Mic sensitivity in Android CDD

Mic sensitivity in Android CDD - android

The Android Compatibility Definition Document states that
"Audio input sensitivity SHOULD be set such that a 90 dB sound power level (SPL) source at 1000 Hz yields RMS of 2500 for 16-bit samples".
"PCM amplitude levels SHOULD linearly track input SPL changes over at least a 30 dB range from -18 dB to +12 dB re 90 dB SPL at the microphone."
Questions:
Does (1) include Mic sensitivity plus the internal gain of android device to achieve RMS of 2500?
Is (2) for Mic maximum acoustic level only or includes internal of Android device?

Your questions are confusing me. I think you are mixing different levels and gains.
An acoustic level of 90dBspl rms is transfered into the electrical domain through the microphone. The microphone has a different acoustic unit for conversion. It measures sound pressure level in dBPa or Pa. (94dBspl = 0dBPa) The specified -42dBV/Pa means that if you have 0dBPa or 1Pa (which is the same sound pressure level) then you will get -42dBV out from the microphone in the analog electrical domain. -42dBV = 7.94mV (0dBV =1V)
Now, from this point there can be different gains analog and digital. First you can have some analog gain and then you have an A/D converter. After that you are in the digital domain and then you can have digital gain as well. The Android requirement does not specify these gains. It specifies what final digital level you should have with a given acoustic sound pressure level. You can of course calculate each and every step inside the sound chain, but the easiast way is to set all digital gains to 0dB and maybe set the analog gain to something around +20dB (if possible), then you try to get an acoustic sound source with the proper sound pressure level. You will need a sound pressure level meter and a sinusoidal 1kHz tone played through a loudspeaker at maybe 20cm distance in a fairly non-reverberant echo-free room.

EXTRACTED DATA:
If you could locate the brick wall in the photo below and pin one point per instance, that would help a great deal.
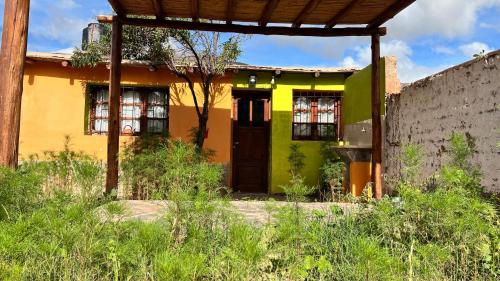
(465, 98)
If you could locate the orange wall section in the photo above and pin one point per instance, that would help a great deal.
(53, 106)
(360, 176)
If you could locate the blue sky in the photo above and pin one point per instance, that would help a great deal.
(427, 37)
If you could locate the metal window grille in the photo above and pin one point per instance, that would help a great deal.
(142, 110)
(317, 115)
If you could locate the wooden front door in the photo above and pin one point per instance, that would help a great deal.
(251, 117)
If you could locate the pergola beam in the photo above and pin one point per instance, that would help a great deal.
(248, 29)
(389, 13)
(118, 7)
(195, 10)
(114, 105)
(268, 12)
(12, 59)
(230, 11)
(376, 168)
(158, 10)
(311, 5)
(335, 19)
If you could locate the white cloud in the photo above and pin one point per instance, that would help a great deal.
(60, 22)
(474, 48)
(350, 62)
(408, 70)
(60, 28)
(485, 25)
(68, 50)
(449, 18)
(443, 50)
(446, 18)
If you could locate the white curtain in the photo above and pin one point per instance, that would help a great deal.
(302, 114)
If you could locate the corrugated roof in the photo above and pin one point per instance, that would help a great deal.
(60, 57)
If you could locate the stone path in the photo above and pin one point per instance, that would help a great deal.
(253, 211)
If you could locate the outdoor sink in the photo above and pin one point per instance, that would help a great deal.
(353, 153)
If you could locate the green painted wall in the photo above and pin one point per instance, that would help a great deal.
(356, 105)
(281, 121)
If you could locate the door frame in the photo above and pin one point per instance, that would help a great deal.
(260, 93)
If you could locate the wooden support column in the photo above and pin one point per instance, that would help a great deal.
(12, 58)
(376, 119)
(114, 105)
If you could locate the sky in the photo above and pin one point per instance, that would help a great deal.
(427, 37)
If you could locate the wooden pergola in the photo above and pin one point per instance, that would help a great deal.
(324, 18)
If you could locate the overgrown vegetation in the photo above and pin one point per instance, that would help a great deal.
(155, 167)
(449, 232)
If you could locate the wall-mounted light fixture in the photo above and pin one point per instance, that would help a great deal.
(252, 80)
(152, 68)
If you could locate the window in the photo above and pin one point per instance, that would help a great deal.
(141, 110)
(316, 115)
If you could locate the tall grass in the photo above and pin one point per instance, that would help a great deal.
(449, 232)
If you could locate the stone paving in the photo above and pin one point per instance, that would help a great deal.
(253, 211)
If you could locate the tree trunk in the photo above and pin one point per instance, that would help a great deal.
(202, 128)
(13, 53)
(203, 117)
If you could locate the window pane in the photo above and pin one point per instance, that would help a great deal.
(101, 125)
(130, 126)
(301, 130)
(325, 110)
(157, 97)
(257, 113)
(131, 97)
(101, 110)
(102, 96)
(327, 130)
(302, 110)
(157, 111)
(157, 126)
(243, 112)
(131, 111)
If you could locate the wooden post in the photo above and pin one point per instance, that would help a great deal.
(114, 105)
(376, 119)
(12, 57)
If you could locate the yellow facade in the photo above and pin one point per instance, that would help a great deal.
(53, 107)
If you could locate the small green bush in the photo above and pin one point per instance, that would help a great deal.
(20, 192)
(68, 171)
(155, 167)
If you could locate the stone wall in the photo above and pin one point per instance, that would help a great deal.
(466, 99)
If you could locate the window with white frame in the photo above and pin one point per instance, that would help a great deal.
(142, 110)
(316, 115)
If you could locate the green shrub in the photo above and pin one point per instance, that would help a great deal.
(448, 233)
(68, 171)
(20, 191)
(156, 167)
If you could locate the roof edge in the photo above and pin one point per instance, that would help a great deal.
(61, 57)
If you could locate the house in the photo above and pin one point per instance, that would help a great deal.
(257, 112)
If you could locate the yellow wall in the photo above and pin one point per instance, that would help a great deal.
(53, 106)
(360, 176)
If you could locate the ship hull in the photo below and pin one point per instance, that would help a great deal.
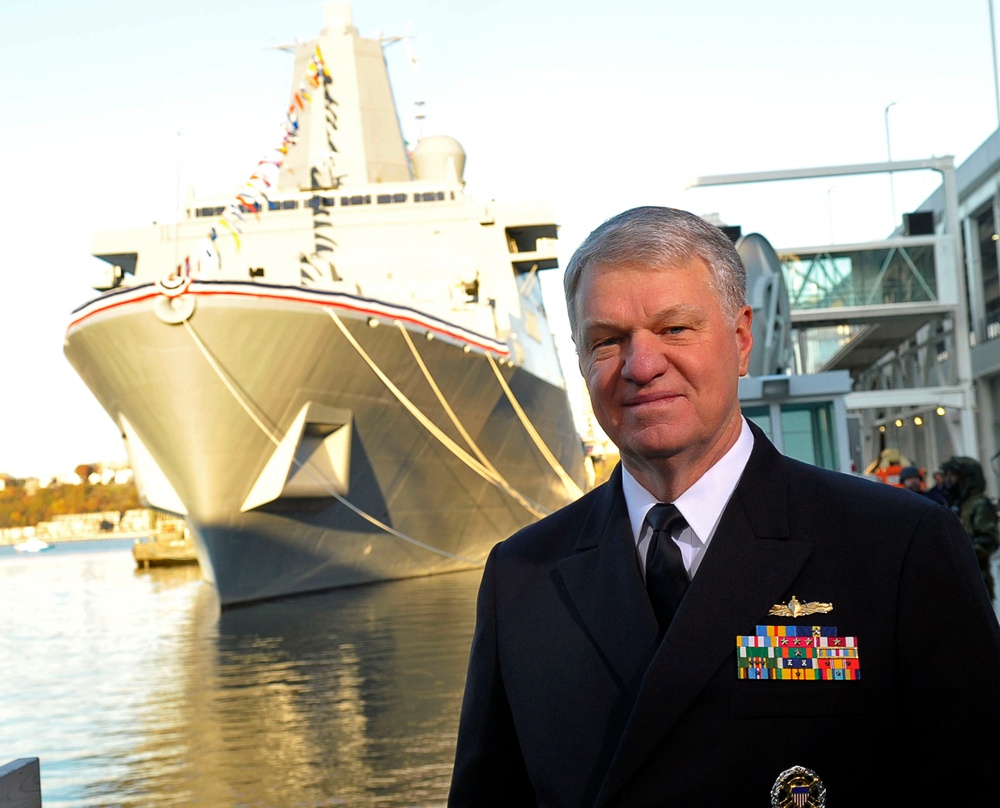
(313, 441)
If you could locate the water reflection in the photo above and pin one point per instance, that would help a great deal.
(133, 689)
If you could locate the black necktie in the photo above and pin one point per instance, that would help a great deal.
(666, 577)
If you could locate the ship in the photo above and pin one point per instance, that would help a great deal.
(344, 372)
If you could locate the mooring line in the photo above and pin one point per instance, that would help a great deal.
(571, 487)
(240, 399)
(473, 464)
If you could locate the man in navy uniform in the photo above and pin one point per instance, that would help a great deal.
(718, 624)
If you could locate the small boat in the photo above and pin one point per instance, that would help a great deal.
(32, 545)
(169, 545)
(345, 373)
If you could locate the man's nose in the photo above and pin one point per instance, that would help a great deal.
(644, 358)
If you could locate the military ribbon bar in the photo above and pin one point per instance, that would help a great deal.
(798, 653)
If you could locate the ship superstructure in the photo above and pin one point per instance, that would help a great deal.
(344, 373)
* * *
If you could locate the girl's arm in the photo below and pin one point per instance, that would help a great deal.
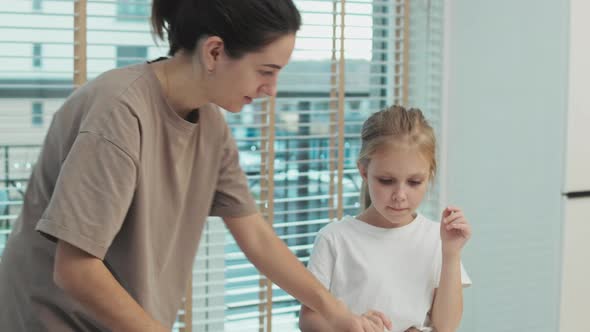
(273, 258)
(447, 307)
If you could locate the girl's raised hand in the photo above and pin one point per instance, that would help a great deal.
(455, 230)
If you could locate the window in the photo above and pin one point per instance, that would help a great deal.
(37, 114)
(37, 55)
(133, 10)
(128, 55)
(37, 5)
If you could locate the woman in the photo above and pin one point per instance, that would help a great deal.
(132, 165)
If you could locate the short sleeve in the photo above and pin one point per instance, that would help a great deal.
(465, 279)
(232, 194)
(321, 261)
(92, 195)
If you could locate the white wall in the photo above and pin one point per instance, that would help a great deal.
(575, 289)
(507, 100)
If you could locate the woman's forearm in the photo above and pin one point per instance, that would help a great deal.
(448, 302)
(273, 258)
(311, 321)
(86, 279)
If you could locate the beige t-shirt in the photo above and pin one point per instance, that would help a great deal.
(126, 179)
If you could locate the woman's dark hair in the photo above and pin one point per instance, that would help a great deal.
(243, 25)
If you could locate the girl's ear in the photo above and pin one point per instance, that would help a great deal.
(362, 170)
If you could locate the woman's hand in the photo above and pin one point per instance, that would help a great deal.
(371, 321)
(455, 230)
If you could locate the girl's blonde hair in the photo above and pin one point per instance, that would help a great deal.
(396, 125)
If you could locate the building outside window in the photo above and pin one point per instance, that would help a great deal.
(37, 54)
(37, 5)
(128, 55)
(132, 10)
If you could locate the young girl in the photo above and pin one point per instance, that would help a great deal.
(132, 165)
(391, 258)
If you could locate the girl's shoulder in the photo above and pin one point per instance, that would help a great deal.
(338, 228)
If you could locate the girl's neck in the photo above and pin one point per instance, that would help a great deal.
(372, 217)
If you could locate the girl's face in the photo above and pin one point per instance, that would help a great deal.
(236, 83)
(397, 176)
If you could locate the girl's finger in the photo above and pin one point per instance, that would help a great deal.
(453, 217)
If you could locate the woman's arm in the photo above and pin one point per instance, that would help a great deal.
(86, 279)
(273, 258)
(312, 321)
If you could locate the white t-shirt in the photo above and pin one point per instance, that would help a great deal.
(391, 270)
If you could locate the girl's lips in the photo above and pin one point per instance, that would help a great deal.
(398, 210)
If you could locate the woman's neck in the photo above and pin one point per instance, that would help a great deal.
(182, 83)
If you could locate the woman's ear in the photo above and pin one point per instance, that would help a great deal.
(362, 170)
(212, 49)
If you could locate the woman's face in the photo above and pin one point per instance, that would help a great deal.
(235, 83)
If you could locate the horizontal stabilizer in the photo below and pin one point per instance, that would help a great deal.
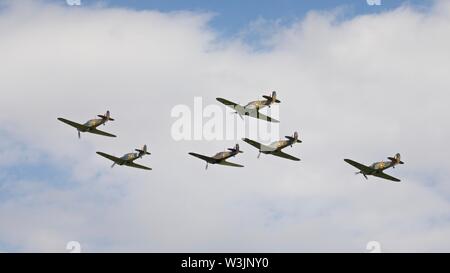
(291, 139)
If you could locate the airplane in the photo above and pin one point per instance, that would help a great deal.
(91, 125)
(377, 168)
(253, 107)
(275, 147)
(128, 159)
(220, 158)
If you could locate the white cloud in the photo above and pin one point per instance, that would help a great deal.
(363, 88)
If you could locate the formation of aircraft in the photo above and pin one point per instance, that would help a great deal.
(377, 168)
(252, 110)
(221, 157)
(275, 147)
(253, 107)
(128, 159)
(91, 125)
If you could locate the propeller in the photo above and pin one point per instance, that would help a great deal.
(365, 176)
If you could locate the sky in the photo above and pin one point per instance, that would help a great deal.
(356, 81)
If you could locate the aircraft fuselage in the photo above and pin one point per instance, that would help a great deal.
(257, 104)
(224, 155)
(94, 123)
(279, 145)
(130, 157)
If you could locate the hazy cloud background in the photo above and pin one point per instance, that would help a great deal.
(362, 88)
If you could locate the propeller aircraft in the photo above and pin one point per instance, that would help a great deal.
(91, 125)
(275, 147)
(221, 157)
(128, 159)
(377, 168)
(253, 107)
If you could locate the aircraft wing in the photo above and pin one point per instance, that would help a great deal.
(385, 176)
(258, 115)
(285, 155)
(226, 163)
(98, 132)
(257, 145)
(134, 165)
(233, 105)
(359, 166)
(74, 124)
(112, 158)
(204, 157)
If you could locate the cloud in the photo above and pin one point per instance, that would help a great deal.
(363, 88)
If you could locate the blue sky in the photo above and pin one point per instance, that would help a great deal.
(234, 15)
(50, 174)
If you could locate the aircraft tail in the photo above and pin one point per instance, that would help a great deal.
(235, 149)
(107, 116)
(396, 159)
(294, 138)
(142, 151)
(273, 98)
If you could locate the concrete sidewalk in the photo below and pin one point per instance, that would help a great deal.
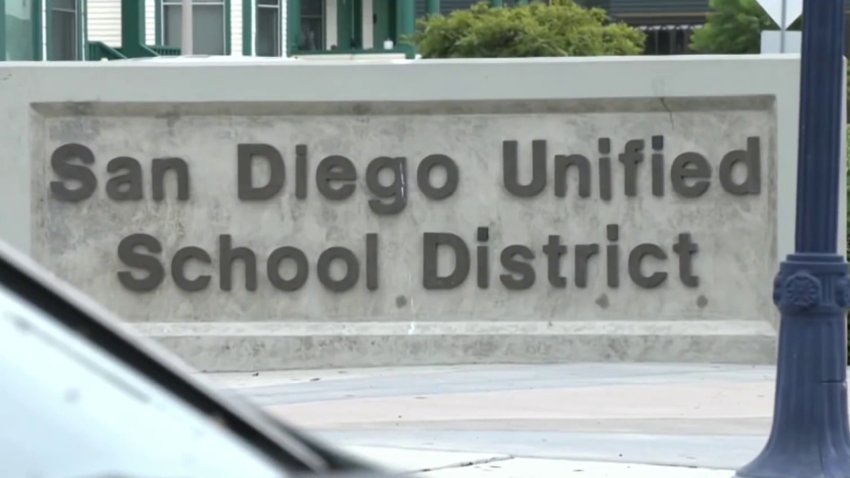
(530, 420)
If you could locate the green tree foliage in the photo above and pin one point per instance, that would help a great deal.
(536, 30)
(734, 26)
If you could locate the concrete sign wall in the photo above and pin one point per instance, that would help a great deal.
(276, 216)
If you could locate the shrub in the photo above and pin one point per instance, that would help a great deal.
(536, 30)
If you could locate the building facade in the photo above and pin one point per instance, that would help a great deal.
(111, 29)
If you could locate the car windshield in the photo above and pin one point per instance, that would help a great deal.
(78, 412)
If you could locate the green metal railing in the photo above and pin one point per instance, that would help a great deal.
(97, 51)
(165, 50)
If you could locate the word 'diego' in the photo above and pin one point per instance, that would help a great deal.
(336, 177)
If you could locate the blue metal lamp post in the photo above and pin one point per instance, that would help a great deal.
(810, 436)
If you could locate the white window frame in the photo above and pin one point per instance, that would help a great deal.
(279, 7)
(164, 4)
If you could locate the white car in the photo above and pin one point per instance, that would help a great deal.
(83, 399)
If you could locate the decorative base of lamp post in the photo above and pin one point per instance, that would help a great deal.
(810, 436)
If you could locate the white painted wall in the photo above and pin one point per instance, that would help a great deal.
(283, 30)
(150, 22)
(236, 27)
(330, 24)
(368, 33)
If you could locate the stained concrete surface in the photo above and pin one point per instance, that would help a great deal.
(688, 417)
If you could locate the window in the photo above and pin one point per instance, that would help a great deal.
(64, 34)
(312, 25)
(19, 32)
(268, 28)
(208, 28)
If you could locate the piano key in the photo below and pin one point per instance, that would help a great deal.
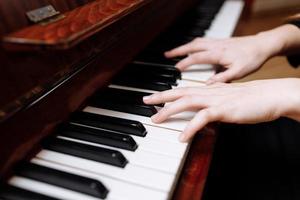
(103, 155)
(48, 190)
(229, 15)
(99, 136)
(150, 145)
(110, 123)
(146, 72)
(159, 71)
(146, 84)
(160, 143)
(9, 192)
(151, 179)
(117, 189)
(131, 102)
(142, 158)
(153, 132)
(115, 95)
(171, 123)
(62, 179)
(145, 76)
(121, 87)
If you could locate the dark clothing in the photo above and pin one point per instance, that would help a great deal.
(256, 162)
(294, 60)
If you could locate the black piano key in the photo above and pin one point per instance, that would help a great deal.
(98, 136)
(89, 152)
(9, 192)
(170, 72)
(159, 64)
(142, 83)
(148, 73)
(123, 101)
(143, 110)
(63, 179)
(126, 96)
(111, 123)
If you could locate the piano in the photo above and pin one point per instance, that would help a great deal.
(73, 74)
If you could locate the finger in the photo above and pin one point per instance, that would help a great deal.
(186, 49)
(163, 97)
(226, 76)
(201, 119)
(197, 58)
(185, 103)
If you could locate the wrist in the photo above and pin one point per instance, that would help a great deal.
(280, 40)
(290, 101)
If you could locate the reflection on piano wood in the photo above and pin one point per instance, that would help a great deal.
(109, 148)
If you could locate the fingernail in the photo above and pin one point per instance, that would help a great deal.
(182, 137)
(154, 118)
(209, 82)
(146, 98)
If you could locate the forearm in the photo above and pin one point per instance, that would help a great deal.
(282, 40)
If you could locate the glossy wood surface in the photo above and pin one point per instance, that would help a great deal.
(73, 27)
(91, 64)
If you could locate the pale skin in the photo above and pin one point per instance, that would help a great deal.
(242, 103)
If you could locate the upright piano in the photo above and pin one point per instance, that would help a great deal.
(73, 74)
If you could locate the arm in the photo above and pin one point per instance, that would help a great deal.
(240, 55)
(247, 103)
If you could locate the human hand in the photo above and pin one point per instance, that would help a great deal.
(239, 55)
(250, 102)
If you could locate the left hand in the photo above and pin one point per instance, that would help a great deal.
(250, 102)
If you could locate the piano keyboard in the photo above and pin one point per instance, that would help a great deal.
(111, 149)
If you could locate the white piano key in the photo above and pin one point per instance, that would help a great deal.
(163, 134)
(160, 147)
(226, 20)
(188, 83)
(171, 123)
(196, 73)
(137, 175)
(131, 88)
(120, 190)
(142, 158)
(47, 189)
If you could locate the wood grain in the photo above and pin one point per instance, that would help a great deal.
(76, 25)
...
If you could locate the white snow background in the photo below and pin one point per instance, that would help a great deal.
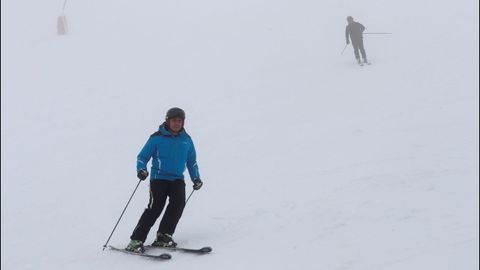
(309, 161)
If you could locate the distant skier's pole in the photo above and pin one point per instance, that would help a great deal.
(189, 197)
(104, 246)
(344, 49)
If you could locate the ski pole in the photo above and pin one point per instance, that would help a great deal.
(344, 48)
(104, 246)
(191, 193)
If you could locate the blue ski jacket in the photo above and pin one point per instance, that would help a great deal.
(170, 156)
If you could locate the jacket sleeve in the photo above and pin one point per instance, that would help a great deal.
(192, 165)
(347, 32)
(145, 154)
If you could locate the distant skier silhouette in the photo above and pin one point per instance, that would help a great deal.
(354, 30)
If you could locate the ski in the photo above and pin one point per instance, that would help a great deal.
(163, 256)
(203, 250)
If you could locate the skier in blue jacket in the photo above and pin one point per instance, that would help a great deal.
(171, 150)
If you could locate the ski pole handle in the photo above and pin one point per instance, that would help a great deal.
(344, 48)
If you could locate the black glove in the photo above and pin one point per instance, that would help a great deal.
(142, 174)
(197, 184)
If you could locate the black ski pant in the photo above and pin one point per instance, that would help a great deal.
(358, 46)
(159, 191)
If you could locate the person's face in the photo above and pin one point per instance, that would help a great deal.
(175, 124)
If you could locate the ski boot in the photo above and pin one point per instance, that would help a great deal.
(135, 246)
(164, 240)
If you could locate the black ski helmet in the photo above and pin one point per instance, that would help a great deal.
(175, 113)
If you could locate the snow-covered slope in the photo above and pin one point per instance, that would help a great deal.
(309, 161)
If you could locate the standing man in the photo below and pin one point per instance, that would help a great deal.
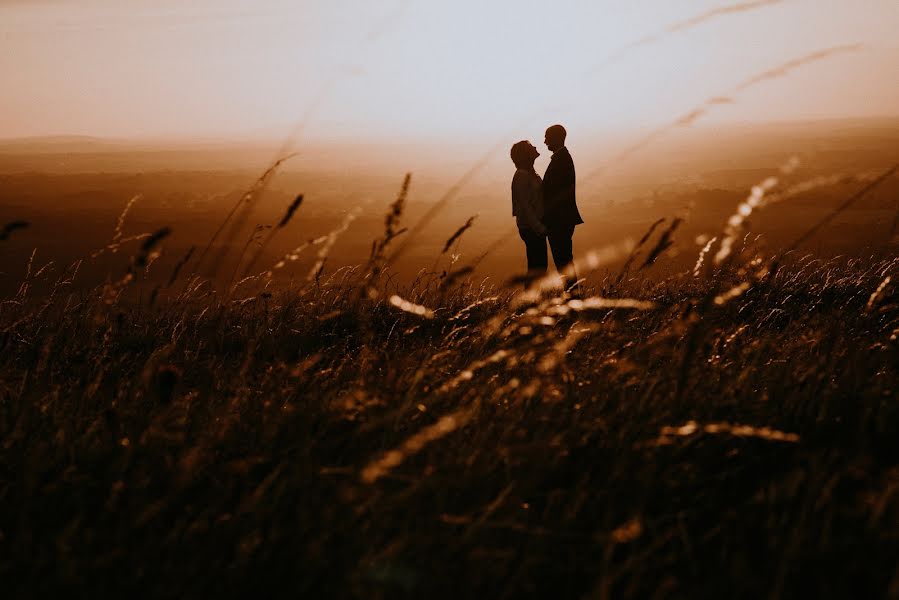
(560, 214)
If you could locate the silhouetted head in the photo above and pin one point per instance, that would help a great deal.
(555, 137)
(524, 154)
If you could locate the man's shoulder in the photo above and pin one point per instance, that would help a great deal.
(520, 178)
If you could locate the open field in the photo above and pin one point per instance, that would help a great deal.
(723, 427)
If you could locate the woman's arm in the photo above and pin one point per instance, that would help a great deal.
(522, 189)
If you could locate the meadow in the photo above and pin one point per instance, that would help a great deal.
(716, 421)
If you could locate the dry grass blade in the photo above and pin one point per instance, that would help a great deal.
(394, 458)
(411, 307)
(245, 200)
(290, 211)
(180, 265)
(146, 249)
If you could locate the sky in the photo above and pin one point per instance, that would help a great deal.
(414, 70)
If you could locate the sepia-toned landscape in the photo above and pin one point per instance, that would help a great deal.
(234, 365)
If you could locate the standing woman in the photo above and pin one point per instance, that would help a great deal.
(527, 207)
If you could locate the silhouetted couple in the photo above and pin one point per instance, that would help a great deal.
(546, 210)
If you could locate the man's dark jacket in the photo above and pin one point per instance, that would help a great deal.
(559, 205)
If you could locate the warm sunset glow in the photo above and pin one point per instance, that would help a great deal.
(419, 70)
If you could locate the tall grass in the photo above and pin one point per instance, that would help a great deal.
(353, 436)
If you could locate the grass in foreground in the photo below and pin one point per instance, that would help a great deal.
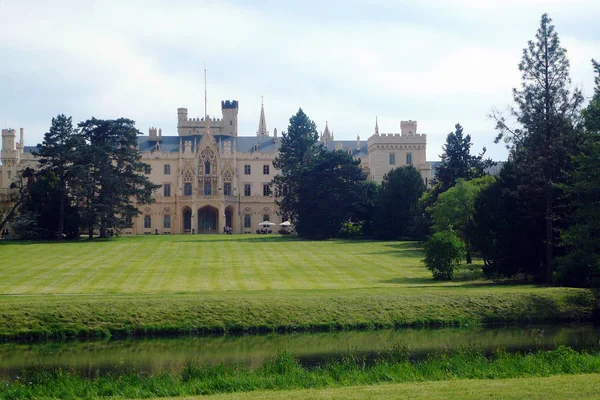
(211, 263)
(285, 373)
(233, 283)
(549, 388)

WHAT NEEDS TO BE DONE: Reproduce, word for word, the stretch of the mic sensitivity thread from "The Android Compatibility" through "RMS of 2500?". The data has no connection to the mic sensitivity thread.

ANSWER FOR THIS EXERCISE:
The Android Compatibility Definition Document states that
"Audio input sensitivity SHOULD be set such that a 90 dB sound power level (SPL) source at 1000 Hz yields RMS of 2500 for 16-bit samples".
"PCM amplitude levels SHOULD linearly track input SPL changes over at least a 30 dB range from -18 dB to +12 dB re 90 dB SPL at the microphone."
Questions:
Does (1) include Mic sensitivity plus the internal gain of android device to achieve RMS of 2500?